- Records to use -
——————
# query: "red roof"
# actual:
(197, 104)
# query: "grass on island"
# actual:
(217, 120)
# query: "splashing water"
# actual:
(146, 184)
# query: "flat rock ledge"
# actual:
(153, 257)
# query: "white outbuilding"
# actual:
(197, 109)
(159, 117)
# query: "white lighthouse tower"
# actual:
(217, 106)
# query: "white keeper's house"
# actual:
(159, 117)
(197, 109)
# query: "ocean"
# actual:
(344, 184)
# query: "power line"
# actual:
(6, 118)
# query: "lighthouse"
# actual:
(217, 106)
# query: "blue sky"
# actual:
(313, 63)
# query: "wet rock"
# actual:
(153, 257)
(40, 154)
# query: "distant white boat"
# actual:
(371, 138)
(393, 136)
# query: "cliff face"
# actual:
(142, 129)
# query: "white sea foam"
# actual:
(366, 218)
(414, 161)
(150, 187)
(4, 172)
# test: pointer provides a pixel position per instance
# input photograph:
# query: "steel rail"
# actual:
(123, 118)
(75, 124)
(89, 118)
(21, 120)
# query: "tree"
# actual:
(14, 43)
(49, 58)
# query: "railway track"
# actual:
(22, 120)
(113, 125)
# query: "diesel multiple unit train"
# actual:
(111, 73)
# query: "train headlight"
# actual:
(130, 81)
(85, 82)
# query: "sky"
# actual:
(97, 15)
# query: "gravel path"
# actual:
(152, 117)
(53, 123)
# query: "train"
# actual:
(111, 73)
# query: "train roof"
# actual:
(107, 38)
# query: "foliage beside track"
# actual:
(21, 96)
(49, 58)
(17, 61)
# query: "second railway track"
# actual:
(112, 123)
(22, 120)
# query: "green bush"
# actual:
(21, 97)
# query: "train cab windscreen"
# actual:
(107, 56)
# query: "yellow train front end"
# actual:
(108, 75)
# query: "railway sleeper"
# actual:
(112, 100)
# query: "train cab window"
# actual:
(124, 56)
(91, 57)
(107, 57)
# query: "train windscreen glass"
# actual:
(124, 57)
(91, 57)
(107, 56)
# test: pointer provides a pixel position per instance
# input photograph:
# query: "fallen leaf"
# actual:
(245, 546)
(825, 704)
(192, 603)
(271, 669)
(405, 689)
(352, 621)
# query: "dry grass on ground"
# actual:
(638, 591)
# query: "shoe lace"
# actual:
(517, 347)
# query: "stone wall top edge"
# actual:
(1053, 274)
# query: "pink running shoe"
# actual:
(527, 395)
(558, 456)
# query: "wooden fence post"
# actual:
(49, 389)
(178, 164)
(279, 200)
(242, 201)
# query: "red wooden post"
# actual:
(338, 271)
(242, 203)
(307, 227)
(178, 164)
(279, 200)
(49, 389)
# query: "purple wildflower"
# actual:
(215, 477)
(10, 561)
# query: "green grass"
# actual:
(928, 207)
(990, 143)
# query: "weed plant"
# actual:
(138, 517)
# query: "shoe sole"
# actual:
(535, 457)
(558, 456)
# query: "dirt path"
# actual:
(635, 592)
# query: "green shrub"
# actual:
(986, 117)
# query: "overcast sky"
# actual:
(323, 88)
——————
- Exercise requirements -
Convert every line of the items above into a JSON list of strings, one string per line, leaving out blank lines.

- Right answer -
[
  "# query: \"red roof\"",
  "# actual:",
  "(197, 104)",
  "# query: \"grass on island\"",
  "# actual:",
  "(217, 120)",
  "# query: \"splashing water\"",
  "# actual:",
  "(146, 184)",
  "# query: \"flat rock ledge\"",
  "# actual:",
  "(153, 257)",
  "# query: \"white outbuilding\"",
  "# actual:",
  "(197, 109)",
  "(159, 117)",
  "# query: \"white lighthouse tower\"",
  "# actual:",
  "(217, 106)",
  "# query: \"white keeper's house\"",
  "# actual:",
  "(159, 117)",
  "(197, 109)",
  "# query: \"ocean\"",
  "# actual:",
  "(344, 184)",
  "# query: \"power line\"",
  "# actual:",
  "(6, 118)",
  "# query: \"lighthouse\"",
  "# actual:",
  "(217, 106)",
  "# query: \"blue sky\"",
  "# actual:",
  "(313, 63)",
  "# query: \"wet rock\"",
  "# actual:",
  "(153, 257)",
  "(40, 154)",
  "# query: \"distant white boat\"",
  "# actual:",
  "(371, 138)",
  "(393, 136)",
  "# query: \"cliff face\"",
  "# actual:",
  "(142, 129)",
  "# query: \"white sea foam\"",
  "# actual:",
  "(366, 218)",
  "(414, 161)",
  "(150, 187)",
  "(4, 172)",
  "# test: pointer provides a pixel position per instance",
  "# input photograph:",
  "# query: \"steel rail\"",
  "# actual:",
  "(123, 118)",
  "(75, 124)",
  "(89, 118)",
  "(21, 120)",
  "# query: \"tree\"",
  "# actual:",
  "(14, 43)",
  "(49, 58)",
  "# query: \"railway track\"",
  "# actual:",
  "(22, 120)",
  "(113, 125)",
  "# query: \"diesel multiple unit train\"",
  "# actual:",
  "(111, 73)",
  "# query: \"train headlight\"",
  "# actual:",
  "(130, 81)",
  "(85, 82)",
  "# query: \"sky\"",
  "# actual:",
  "(97, 15)",
  "# query: \"gravel path\"",
  "# actual:",
  "(152, 117)",
  "(53, 123)",
  "# query: \"train\"",
  "# actual:",
  "(111, 73)",
  "# query: \"train roof\"",
  "# actual:",
  "(107, 38)",
  "# query: \"foliage beside track\"",
  "# actual:",
  "(21, 96)",
  "(49, 58)",
  "(17, 61)",
  "# query: \"second railway track\"",
  "# actual:",
  "(112, 123)",
  "(22, 120)",
  "# query: \"green bush\"",
  "# actual:",
  "(21, 97)",
  "# query: \"train cab windscreen\"",
  "# actual:",
  "(107, 56)",
  "# query: \"yellow train front end\"",
  "# actual:",
  "(108, 75)",
  "# query: \"railway sleeper\"",
  "# actual:",
  "(112, 100)",
  "# query: \"train cab window\"",
  "# actual:",
  "(124, 56)",
  "(91, 57)",
  "(107, 57)",
  "# query: \"train windscreen glass\"",
  "# actual:",
  "(124, 57)",
  "(91, 57)",
  "(107, 56)",
  "# test: pointer provides a pixel position per instance",
  "# input photograph:",
  "# query: \"fallen leaf\"",
  "# actual:",
  "(245, 546)",
  "(825, 704)",
  "(192, 603)",
  "(271, 669)",
  "(405, 689)",
  "(352, 621)",
  "# query: \"dry grass on ground\"",
  "# actual:",
  "(638, 591)",
  "# query: \"shoe lace\"",
  "# actual:",
  "(517, 347)",
  "# query: \"stone wall top edge\"",
  "# actual:",
  "(1053, 274)",
  "# query: \"pink running shoe\"",
  "# actual:",
  "(527, 395)",
  "(558, 456)",
  "# query: \"wooden fence post\"",
  "# actual:",
  "(49, 389)",
  "(178, 164)",
  "(279, 200)",
  "(242, 201)",
  "# query: \"red wooden post\"",
  "# actual:",
  "(338, 271)",
  "(242, 203)",
  "(307, 227)",
  "(178, 164)",
  "(279, 200)",
  "(49, 389)",
  "# query: \"purple wildflower\"",
  "# actual:",
  "(215, 477)",
  "(10, 561)",
  "# query: \"green grass\"",
  "# actual:",
  "(928, 207)",
  "(990, 143)",
  "# query: \"weed plant\"",
  "# actual:",
  "(138, 517)",
  "# query: \"shoe sole\"",
  "# actual:",
  "(535, 457)",
  "(558, 456)",
  "# query: \"dirt path\"",
  "# actual:",
  "(635, 592)",
  "# query: \"green shrub\"",
  "# actual:",
  "(986, 117)",
  "# query: \"overcast sky\"",
  "# actual:",
  "(323, 88)"
]